### Given task
Rewrite the part of the records that opens with the line containing "Target: dry dirt ground" and closes with the line containing "Target: human hand", putting "insect" wherever "beetle" appears and changing nothing else.

### Listing
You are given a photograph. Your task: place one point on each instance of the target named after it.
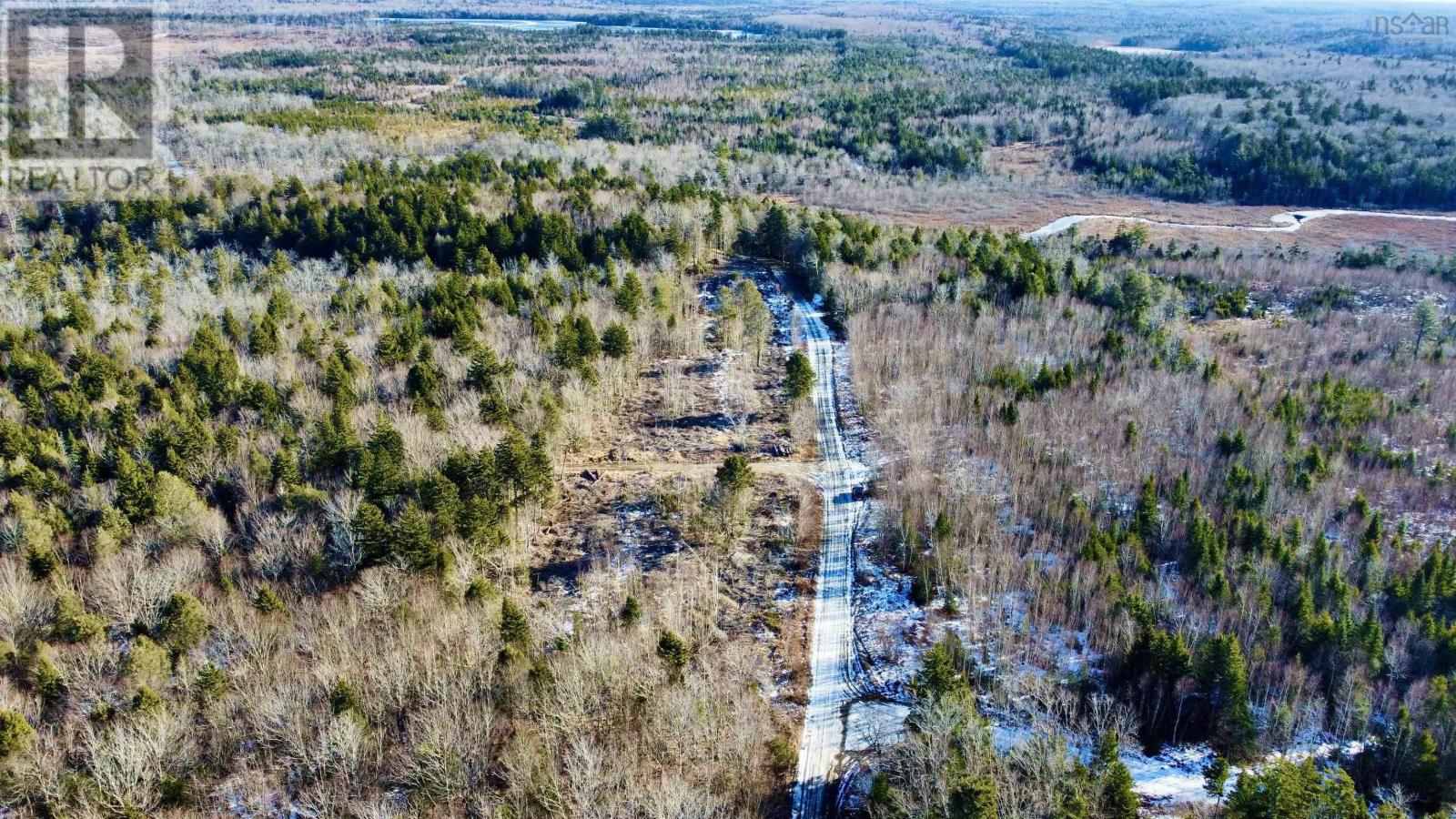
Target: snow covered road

==

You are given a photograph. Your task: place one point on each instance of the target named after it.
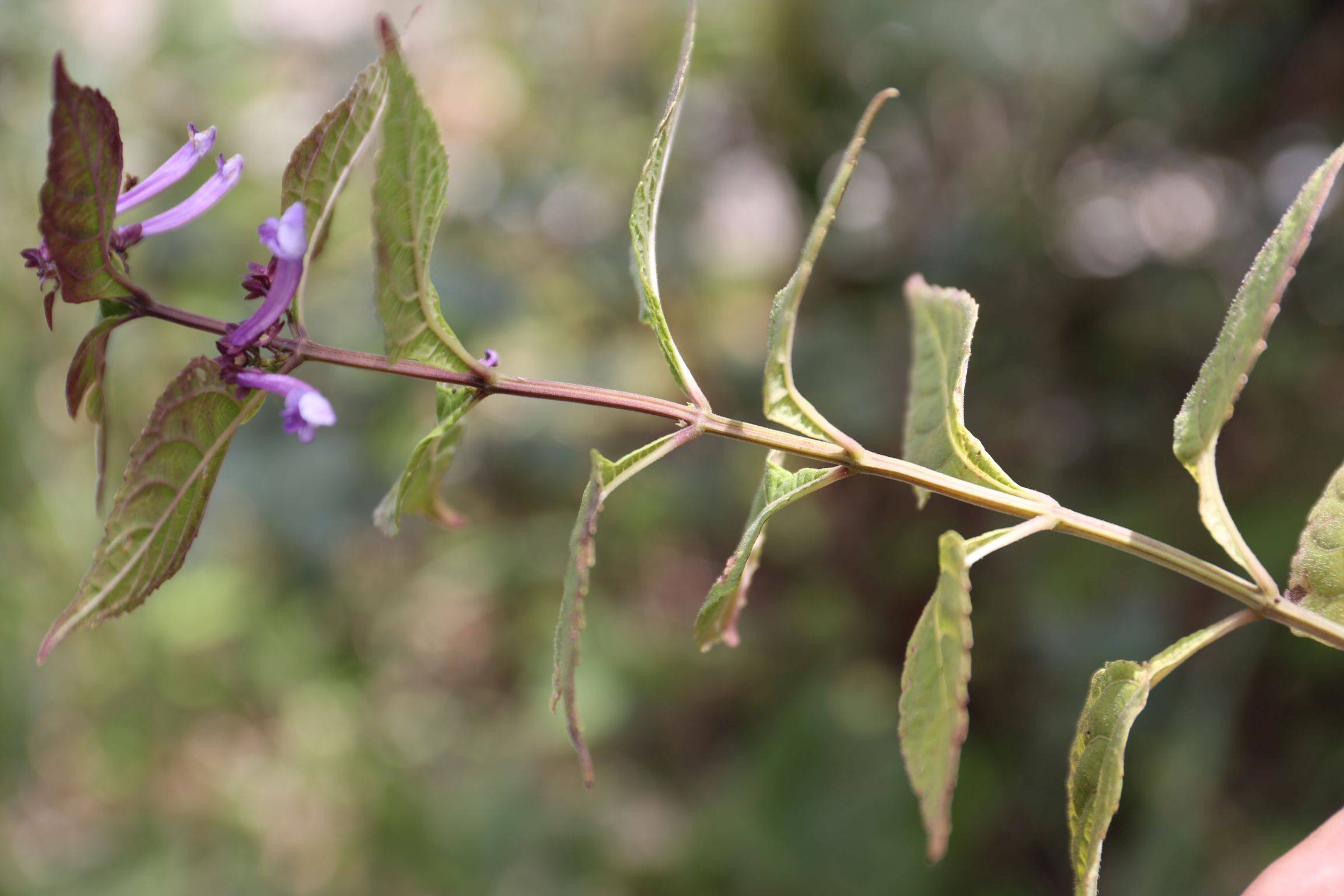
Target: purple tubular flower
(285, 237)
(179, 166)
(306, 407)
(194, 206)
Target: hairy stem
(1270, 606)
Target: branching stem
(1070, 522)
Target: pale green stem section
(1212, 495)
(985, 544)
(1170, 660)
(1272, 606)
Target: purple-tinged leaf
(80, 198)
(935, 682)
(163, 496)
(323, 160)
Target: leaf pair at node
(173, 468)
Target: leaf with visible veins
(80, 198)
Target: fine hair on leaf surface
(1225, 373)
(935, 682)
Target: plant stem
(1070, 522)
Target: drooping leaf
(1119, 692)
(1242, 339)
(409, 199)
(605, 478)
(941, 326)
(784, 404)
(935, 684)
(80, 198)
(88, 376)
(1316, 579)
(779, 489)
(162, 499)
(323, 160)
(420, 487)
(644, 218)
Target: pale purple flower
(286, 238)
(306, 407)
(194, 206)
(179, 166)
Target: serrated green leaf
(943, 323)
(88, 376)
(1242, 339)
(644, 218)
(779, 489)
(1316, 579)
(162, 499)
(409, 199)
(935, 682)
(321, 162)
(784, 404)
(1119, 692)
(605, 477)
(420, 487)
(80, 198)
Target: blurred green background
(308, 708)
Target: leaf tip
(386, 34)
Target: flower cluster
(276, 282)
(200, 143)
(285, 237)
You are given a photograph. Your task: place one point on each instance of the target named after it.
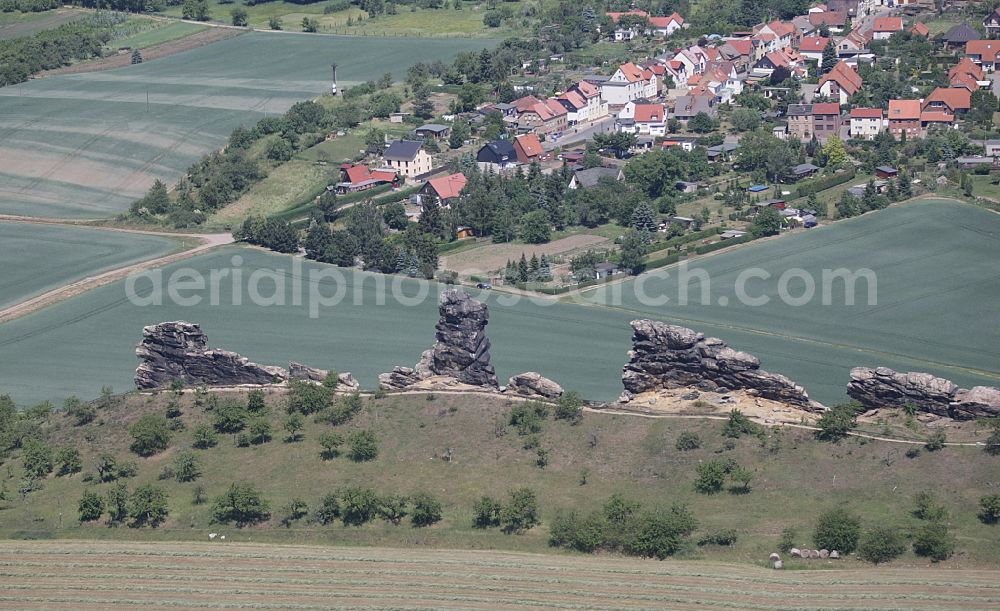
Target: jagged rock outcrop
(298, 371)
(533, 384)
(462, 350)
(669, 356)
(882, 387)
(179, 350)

==

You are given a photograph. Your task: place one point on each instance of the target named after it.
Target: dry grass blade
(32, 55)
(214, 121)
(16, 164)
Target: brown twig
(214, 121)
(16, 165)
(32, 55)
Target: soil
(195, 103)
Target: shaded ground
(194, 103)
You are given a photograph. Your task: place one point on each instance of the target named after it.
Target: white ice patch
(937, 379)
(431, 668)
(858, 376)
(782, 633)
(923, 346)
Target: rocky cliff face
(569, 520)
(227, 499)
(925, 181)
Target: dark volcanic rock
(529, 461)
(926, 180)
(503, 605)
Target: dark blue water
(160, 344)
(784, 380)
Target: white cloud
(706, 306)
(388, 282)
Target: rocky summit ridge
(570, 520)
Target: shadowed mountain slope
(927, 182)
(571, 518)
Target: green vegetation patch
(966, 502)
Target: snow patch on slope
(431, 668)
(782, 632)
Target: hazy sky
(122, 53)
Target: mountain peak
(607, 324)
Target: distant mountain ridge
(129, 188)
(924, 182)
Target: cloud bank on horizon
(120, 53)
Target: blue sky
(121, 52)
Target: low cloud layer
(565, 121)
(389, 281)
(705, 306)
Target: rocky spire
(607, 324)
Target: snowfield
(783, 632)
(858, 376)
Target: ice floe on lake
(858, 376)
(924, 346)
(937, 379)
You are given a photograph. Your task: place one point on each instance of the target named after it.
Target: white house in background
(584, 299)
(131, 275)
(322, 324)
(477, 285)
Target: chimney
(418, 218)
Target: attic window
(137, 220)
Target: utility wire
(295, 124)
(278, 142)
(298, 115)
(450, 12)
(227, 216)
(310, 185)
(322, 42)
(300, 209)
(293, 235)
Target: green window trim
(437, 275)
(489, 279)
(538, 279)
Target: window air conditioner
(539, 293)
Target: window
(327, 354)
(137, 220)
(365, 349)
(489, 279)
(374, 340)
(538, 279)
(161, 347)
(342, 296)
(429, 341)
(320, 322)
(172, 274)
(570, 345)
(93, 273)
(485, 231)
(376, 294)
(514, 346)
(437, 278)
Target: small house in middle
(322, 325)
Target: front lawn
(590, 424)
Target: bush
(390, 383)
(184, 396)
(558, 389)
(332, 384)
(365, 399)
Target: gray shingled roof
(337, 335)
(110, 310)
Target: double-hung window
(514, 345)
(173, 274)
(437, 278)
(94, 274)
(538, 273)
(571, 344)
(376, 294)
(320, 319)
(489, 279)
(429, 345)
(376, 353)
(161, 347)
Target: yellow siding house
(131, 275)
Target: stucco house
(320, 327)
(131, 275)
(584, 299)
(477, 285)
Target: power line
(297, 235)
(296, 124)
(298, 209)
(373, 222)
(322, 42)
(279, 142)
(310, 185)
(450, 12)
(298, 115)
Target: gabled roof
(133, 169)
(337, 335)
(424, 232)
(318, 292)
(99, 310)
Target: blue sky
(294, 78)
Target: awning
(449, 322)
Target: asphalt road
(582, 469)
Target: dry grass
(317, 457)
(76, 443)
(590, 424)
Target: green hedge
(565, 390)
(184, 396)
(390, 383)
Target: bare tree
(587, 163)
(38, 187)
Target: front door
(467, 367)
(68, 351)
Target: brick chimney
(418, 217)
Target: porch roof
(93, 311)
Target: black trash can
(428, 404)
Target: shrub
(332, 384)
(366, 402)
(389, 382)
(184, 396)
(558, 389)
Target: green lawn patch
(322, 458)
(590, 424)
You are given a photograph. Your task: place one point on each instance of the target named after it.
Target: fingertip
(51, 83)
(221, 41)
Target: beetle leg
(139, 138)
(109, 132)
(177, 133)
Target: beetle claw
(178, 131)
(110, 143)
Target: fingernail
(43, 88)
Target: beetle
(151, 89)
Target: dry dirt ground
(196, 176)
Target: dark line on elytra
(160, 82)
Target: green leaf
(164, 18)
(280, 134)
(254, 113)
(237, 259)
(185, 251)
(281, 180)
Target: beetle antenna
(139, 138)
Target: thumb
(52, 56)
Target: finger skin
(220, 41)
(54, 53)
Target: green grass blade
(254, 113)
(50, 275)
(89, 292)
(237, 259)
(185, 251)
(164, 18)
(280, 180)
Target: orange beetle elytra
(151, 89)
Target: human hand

### Right answer
Target: dry dirt ground
(196, 176)
Target: dark line on elytra
(160, 82)
Target: green leaf
(164, 18)
(280, 134)
(254, 113)
(237, 259)
(185, 251)
(281, 180)
Target: insect antenna
(139, 138)
Target: thumb
(52, 56)
Target: finger skin
(220, 41)
(54, 53)
Target: green grass blade
(254, 113)
(50, 275)
(89, 292)
(237, 259)
(185, 251)
(164, 18)
(280, 180)
Target: orange insect elytra
(151, 89)
Target: human hand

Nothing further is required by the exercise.